======== DATA ROWS

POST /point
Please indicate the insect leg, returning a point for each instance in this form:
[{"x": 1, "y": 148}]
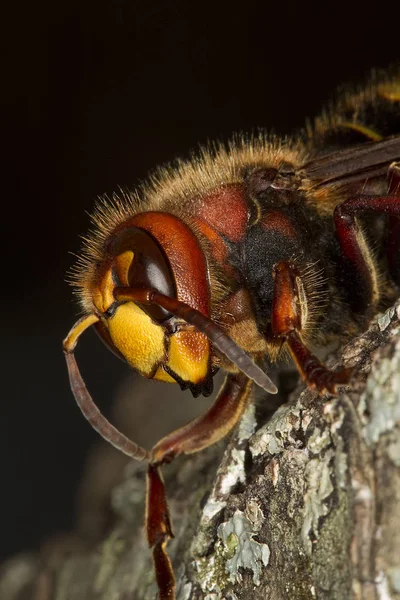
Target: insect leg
[
  {"x": 358, "y": 264},
  {"x": 393, "y": 243},
  {"x": 200, "y": 433},
  {"x": 286, "y": 325}
]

================

AIM:
Quote all of the entries word for word, omitting any pictures.

THE SOLUTION:
POST /point
Please indicate the insect leg, returning a point for each instance in this form:
[{"x": 1, "y": 148}]
Target: insect leg
[
  {"x": 358, "y": 264},
  {"x": 393, "y": 243},
  {"x": 200, "y": 433},
  {"x": 286, "y": 325}
]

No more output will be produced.